> _Description of the task_
Reproduce as a numbered list the lines of the listing below, from the line containing "# Looking at the image above, find every roman" through the line containing "(617, 794), (861, 879)", both included, and omit any blank lines.

> _Source records_
═══

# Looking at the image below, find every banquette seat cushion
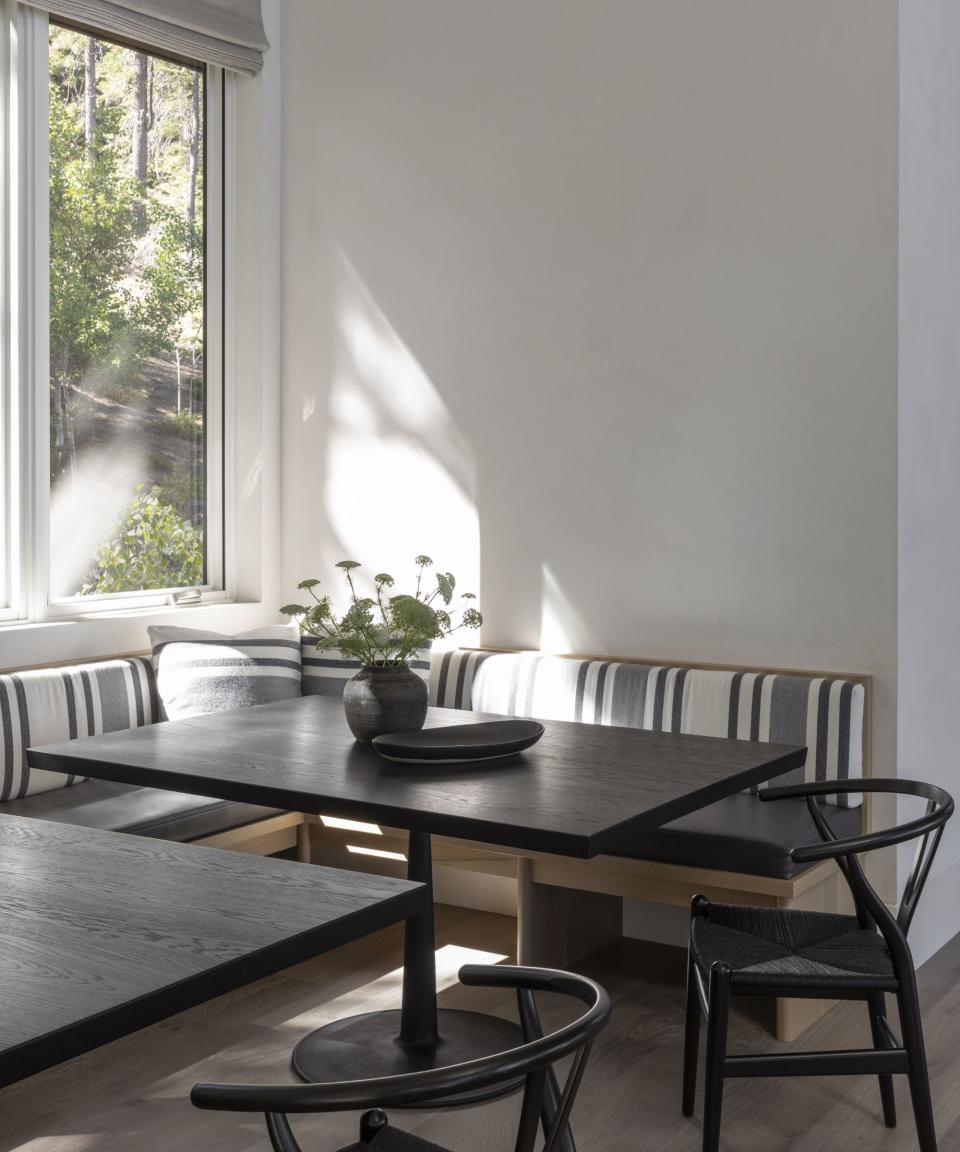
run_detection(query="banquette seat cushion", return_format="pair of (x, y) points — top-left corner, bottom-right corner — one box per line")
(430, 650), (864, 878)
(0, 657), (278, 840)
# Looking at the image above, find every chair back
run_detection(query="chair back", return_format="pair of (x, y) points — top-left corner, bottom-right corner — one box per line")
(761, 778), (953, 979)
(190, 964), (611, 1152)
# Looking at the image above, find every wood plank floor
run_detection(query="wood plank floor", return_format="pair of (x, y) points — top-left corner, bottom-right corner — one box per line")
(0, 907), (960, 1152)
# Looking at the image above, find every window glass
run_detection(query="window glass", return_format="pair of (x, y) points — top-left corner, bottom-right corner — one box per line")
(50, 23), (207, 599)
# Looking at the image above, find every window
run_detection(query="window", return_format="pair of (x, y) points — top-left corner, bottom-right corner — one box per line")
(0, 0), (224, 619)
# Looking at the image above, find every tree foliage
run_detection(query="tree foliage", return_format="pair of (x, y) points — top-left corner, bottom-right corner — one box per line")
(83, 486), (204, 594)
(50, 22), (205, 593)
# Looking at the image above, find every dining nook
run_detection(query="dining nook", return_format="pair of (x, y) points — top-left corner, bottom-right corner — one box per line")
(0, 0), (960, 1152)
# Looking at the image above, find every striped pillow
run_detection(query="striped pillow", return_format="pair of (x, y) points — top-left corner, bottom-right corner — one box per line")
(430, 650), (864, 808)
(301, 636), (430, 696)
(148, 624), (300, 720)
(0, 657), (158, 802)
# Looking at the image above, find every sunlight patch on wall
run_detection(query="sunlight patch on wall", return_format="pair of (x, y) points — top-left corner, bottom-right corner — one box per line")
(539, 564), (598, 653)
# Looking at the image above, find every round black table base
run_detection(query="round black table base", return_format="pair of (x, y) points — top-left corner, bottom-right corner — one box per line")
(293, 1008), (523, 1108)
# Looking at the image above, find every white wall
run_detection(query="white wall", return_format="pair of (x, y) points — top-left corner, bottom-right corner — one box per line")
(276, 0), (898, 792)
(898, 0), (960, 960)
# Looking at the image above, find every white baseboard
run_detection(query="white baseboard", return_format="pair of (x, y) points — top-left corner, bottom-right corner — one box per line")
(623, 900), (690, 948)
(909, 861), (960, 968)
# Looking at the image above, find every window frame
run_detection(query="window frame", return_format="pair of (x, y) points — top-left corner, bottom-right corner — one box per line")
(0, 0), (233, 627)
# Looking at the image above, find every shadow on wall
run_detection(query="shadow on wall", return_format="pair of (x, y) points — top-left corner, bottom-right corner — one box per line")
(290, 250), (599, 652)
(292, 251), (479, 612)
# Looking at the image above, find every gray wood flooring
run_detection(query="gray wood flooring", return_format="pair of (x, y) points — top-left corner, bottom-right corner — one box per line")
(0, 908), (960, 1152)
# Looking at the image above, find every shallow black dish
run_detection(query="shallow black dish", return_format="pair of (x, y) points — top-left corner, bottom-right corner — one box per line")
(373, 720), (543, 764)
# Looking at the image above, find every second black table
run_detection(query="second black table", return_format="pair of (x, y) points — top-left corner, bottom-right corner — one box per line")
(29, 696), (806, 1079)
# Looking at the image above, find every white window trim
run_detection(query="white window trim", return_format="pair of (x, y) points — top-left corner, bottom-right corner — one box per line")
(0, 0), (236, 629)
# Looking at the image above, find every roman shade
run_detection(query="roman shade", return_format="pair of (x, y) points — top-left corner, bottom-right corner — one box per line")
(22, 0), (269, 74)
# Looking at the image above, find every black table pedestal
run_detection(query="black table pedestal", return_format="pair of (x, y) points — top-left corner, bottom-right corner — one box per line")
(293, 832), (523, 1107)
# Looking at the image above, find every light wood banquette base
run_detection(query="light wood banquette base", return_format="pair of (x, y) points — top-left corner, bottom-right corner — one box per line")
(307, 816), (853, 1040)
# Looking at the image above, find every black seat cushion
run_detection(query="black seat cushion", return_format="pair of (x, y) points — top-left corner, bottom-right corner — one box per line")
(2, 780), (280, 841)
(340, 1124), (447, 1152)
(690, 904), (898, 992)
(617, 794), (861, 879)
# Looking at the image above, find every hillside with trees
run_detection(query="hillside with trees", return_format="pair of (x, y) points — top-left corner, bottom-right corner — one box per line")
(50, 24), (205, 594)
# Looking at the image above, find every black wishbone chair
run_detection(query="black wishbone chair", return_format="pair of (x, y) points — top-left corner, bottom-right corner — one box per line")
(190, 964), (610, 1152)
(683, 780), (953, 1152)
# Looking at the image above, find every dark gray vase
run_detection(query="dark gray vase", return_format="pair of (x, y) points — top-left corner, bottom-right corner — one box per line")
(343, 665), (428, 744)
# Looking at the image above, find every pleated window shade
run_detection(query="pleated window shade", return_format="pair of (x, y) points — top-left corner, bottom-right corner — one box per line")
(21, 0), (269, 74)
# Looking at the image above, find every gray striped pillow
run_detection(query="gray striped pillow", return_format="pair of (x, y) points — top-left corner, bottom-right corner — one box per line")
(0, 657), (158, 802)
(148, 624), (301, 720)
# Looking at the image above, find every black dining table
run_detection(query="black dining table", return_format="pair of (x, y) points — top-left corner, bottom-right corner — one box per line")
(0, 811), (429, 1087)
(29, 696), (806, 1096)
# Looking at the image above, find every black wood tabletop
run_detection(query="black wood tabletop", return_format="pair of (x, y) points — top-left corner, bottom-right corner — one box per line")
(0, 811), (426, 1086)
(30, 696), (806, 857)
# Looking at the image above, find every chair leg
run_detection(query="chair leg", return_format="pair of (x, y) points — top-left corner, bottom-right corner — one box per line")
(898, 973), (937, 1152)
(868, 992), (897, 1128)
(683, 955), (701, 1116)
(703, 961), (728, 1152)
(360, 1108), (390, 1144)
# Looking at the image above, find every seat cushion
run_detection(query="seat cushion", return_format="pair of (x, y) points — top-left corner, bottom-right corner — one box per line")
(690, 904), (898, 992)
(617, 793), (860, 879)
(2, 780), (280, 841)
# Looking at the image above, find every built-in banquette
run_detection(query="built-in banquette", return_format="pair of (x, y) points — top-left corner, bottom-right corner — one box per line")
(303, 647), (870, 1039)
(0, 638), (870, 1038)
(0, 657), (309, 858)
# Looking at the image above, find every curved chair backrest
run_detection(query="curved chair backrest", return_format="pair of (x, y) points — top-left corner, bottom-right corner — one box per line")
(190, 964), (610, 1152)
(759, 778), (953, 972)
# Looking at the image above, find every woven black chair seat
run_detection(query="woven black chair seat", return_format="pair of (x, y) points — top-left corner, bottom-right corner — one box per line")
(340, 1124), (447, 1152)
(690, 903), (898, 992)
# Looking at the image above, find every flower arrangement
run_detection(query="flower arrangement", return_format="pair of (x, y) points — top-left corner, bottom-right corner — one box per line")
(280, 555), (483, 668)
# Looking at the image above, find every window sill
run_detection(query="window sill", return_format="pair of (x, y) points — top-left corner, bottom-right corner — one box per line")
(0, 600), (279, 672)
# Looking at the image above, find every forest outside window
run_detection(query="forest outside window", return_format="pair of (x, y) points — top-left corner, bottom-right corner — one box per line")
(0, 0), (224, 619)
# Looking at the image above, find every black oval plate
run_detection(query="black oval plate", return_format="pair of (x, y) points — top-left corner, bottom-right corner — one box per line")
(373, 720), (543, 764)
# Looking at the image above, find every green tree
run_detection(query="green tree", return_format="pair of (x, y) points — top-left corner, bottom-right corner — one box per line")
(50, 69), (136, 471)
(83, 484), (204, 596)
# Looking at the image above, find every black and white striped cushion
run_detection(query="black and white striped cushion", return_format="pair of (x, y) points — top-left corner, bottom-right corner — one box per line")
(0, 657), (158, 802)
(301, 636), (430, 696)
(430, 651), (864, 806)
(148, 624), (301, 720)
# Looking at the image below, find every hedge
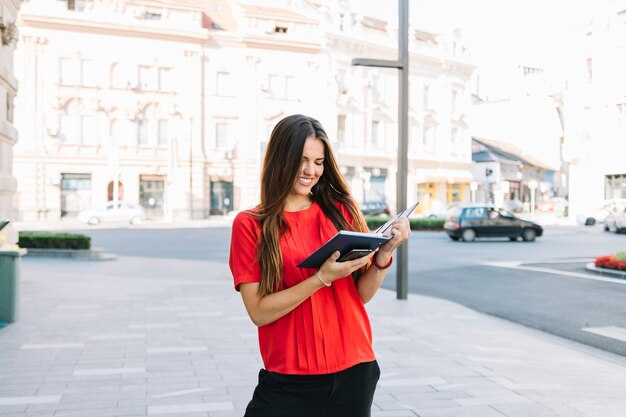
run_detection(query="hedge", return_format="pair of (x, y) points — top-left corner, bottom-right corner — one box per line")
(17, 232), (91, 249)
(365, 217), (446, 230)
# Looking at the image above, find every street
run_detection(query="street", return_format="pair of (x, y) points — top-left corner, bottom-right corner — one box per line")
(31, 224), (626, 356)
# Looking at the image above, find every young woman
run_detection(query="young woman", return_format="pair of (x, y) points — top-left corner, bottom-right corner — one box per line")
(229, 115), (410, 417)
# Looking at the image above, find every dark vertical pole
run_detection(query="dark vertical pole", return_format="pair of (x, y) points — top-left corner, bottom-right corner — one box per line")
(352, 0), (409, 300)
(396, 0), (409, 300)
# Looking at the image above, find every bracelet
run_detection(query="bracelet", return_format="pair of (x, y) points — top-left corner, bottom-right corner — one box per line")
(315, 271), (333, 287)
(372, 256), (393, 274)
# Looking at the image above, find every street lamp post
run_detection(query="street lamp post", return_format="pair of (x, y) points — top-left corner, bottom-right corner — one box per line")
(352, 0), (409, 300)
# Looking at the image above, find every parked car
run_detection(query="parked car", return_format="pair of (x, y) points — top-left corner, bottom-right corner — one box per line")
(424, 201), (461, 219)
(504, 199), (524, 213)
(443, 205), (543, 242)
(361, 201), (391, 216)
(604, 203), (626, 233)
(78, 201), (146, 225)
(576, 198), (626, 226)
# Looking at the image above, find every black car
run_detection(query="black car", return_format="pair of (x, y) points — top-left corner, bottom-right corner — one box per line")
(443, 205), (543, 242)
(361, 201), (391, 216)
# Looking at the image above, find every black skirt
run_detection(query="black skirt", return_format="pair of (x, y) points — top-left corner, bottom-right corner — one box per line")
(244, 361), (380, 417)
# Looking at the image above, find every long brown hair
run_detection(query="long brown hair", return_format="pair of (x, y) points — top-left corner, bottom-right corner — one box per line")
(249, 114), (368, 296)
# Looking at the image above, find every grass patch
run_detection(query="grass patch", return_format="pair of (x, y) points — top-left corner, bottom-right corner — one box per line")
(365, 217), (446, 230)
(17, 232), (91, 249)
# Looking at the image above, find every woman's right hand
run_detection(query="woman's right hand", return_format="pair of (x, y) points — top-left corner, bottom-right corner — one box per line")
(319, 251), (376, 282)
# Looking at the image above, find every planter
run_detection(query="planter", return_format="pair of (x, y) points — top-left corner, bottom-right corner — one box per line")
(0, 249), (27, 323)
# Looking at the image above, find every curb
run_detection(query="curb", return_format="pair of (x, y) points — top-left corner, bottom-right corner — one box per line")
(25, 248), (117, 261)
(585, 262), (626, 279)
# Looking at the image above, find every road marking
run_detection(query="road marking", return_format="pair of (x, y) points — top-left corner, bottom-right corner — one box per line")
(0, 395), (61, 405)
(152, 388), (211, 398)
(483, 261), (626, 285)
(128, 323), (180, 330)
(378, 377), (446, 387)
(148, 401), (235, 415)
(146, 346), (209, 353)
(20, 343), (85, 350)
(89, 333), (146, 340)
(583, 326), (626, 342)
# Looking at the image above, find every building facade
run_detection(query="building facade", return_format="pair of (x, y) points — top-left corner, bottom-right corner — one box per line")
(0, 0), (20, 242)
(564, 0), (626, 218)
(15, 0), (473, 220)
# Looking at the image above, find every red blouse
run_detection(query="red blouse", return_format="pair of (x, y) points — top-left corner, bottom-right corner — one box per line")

═══

> _Exercise result_
1. # Looking at the image above, find every roman shade
2. run_detection(query="roman shade", return_format="pair of (x, y) points — top-left corner, bottom-right corner — one box per line")
3. (22, 0), (269, 74)
4. # Looking at the image above, find every black table pedestal
5. run_detection(query="black table pedestal", return_format="pair of (x, y) points — top-left corner, bottom-right corner — one box per line")
6. (293, 832), (523, 1107)
7. # Looking at the image above, find every light wood banquette base
8. run_detection(query="light wood banquette base", return_format="pair of (x, y) points — top-left corner, bottom-right corner — one box per line")
9. (307, 816), (853, 1040)
10. # Looking at the image above, find every black seat cushion
11. run_detection(query="black seat cushion", return_format="pair of (x, y) points — top-left corner, bottom-right corner — one box per line")
12. (2, 780), (280, 841)
13. (340, 1124), (447, 1152)
14. (690, 904), (898, 992)
15. (617, 794), (861, 879)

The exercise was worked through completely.